### Exercise
Transcribe word for word the lines below from the line with "Query: wheel rut" through the line with "Where can you spot the red", ends included.

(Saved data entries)
╔══
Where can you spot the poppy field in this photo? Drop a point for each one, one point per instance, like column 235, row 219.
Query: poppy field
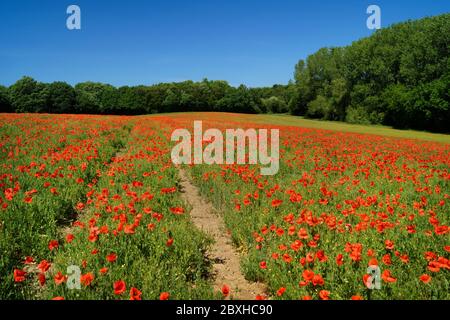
column 102, row 194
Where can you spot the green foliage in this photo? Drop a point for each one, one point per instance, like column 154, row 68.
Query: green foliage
column 5, row 101
column 399, row 76
column 28, row 95
column 274, row 105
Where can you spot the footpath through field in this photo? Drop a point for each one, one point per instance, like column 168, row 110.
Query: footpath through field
column 226, row 261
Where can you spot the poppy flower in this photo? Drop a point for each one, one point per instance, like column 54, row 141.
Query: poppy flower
column 119, row 287
column 339, row 259
column 28, row 260
column 389, row 244
column 308, row 275
column 41, row 279
column 53, row 244
column 69, row 238
column 324, row 294
column 318, row 280
column 387, row 277
column 59, row 278
column 177, row 210
column 281, row 291
column 135, row 294
column 276, row 203
column 164, row 296
column 111, row 257
column 43, row 266
column 19, row 275
column 425, row 278
column 225, row 290
column 86, row 279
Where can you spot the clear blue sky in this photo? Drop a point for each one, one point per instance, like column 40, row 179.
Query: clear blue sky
column 254, row 42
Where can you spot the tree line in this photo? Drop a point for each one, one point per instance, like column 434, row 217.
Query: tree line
column 29, row 95
column 399, row 76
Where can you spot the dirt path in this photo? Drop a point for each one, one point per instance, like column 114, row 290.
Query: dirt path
column 226, row 265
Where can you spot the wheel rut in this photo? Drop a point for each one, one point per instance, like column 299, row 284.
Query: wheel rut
column 225, row 258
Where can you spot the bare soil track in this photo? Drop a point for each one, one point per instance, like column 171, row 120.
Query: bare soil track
column 226, row 266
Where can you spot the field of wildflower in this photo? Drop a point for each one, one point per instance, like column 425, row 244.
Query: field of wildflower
column 101, row 193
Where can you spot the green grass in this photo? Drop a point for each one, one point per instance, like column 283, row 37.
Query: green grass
column 289, row 120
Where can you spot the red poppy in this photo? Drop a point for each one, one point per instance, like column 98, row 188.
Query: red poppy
column 41, row 279
column 164, row 296
column 69, row 238
column 86, row 279
column 324, row 294
column 19, row 275
column 59, row 278
column 43, row 266
column 28, row 260
column 318, row 280
column 177, row 210
column 53, row 244
column 387, row 277
column 135, row 294
column 119, row 287
column 225, row 290
column 111, row 257
column 425, row 278
column 276, row 203
column 308, row 275
column 281, row 291
column 389, row 244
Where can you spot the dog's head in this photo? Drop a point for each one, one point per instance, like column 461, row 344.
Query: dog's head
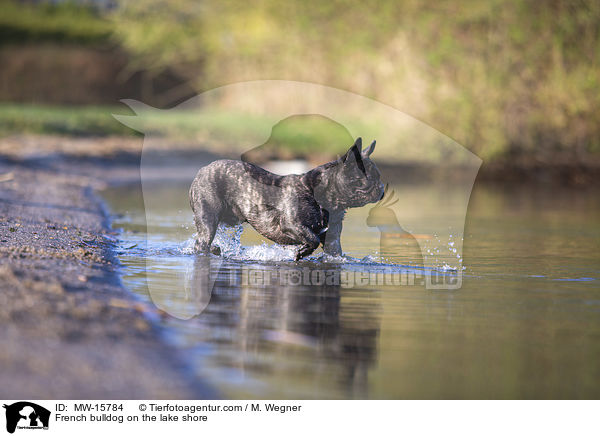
column 354, row 180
╚══
### Output of the task
Query: wheel rut
column 225, row 258
Where can you spot the bare soil track in this photo? Drop a point for each one, one point per instance, like column 171, row 120.
Query: bare soil track
column 226, row 266
Where can you spot the field of wildflower in this photo? Drop a point for each one, one point per instance, like column 425, row 244.
Query: field of wildflower
column 101, row 193
Where can you spot the green grass in this photo? Drop a point for each one, one point per instance, like column 283, row 37.
Query: green grass
column 289, row 120
Where can you spot the red poppy in this photo? Drop a point for each one, one point per instance, like column 98, row 188.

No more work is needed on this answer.